ABOUT THIS EXERCISE. Which lines in the data below contain the word "dark"? Copy each of them.

-- PROVIDED MATERIAL follows --

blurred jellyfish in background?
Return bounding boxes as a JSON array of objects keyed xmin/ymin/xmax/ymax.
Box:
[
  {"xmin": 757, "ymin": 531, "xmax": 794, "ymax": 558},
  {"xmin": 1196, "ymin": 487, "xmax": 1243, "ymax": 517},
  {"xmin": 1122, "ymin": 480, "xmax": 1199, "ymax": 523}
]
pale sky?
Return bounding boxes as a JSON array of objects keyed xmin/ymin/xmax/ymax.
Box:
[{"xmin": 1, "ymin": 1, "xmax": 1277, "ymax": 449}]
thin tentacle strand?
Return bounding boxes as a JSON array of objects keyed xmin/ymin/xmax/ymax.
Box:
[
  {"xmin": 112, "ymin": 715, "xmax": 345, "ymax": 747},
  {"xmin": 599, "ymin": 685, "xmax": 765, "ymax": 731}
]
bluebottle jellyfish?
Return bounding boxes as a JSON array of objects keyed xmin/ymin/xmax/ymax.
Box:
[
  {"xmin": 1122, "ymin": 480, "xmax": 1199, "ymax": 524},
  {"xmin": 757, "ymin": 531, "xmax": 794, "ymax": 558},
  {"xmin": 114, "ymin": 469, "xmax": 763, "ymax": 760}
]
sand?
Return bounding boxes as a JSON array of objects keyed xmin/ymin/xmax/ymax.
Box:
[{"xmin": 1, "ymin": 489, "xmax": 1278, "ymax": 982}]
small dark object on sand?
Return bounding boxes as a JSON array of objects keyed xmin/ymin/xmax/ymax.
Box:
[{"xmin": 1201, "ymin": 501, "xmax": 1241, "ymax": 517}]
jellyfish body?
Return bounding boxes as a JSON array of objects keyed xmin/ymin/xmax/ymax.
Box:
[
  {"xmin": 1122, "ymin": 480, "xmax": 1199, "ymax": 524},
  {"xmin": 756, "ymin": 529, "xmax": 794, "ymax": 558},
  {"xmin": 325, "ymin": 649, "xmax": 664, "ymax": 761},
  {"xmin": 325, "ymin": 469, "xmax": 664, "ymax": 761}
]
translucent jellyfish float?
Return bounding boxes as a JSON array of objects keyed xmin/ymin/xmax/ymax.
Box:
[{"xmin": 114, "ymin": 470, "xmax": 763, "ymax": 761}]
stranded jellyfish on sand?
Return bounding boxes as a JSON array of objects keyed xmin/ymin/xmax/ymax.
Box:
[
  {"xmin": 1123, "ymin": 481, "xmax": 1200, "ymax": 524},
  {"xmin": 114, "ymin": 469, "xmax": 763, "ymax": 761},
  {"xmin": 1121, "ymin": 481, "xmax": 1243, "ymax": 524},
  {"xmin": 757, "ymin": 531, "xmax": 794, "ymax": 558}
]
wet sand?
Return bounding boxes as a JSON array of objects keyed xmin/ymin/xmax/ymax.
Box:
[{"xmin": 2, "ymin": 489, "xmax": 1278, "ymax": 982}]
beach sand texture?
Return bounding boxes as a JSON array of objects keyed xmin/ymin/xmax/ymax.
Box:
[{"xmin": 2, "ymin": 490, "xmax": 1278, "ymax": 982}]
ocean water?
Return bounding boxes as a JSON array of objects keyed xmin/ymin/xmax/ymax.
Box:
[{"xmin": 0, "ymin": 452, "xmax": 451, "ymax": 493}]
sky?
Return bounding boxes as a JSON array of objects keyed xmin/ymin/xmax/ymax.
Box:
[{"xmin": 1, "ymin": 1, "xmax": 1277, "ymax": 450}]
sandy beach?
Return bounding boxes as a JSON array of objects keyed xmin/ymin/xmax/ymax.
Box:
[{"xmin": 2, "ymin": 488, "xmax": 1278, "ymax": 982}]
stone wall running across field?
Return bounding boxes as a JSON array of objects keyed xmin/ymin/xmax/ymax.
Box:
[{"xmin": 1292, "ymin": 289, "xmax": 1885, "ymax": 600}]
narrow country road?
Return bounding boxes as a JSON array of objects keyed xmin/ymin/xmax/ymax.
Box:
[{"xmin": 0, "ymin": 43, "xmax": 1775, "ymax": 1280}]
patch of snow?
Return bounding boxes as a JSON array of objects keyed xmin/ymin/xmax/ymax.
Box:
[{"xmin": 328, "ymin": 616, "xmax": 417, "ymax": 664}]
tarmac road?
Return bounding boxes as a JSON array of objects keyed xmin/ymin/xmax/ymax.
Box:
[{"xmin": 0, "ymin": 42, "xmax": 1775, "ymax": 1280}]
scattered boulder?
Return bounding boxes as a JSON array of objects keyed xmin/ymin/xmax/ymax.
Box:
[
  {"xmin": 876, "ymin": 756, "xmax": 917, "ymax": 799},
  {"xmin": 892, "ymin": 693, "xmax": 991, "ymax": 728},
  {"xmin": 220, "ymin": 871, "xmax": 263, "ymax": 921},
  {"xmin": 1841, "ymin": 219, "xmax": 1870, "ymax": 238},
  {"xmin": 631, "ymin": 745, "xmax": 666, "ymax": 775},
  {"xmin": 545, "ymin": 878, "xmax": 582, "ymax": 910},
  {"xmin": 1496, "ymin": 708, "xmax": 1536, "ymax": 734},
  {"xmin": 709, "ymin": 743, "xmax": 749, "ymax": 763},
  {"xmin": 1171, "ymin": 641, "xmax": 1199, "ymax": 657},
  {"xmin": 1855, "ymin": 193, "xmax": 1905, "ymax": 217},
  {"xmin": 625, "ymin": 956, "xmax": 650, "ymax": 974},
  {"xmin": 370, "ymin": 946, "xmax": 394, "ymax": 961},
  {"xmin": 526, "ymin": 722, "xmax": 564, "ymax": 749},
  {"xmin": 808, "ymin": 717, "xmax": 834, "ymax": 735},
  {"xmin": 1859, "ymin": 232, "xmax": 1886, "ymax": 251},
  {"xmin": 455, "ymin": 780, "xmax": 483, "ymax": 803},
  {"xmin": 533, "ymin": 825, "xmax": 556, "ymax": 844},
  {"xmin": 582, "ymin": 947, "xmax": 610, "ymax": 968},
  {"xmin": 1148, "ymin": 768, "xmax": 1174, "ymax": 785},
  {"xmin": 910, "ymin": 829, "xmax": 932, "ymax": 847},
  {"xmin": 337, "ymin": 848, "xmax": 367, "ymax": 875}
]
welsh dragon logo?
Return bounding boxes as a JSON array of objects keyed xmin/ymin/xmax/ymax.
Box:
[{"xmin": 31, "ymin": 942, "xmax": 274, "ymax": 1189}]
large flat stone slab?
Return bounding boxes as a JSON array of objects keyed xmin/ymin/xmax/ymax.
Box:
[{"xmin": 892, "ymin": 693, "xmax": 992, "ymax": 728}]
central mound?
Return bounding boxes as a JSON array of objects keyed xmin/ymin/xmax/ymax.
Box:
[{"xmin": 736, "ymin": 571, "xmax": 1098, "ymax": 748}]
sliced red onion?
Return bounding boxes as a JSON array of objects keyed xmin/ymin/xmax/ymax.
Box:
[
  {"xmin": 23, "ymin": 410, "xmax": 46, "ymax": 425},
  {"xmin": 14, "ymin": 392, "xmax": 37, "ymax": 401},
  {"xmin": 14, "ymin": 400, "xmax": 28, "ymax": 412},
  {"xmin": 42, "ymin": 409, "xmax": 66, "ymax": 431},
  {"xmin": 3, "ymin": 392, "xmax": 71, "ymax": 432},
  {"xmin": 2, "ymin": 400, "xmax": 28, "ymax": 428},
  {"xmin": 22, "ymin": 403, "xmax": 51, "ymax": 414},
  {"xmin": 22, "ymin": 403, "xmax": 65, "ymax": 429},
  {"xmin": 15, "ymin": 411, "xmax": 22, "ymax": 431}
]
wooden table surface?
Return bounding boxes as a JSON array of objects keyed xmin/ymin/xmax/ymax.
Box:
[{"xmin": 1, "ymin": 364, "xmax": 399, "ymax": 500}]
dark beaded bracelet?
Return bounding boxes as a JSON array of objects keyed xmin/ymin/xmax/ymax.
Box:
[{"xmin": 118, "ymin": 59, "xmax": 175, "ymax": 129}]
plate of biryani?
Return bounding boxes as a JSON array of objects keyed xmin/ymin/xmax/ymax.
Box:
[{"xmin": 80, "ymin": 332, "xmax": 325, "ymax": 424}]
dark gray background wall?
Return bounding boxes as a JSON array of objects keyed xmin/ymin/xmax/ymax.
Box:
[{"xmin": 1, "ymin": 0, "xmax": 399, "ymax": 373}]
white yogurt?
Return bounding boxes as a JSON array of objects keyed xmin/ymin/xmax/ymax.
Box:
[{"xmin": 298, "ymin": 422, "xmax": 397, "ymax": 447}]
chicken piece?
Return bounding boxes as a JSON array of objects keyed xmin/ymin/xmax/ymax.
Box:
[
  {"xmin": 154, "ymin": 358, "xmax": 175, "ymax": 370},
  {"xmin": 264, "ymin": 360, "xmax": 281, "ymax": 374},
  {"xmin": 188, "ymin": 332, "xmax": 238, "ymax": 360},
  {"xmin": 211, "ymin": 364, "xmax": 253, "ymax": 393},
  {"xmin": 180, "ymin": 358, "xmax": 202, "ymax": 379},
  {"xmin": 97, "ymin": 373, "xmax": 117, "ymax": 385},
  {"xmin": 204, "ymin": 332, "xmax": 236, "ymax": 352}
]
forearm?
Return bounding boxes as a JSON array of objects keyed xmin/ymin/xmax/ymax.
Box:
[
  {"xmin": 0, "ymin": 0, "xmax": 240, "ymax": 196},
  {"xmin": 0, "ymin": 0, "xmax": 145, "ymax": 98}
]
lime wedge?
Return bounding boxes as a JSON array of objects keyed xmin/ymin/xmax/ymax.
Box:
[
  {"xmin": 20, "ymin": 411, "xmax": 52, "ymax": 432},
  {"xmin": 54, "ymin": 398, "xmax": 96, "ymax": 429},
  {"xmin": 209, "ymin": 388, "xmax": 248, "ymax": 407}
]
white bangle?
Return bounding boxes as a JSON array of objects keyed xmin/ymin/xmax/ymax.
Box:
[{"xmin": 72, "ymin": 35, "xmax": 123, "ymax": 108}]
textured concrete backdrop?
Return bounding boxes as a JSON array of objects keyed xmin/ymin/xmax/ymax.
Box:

-- PROVIDED MATERIAL concluded --

TASK ANSWER.
small dark object on sand?
dark beaded bracelet?
dark gray background wall?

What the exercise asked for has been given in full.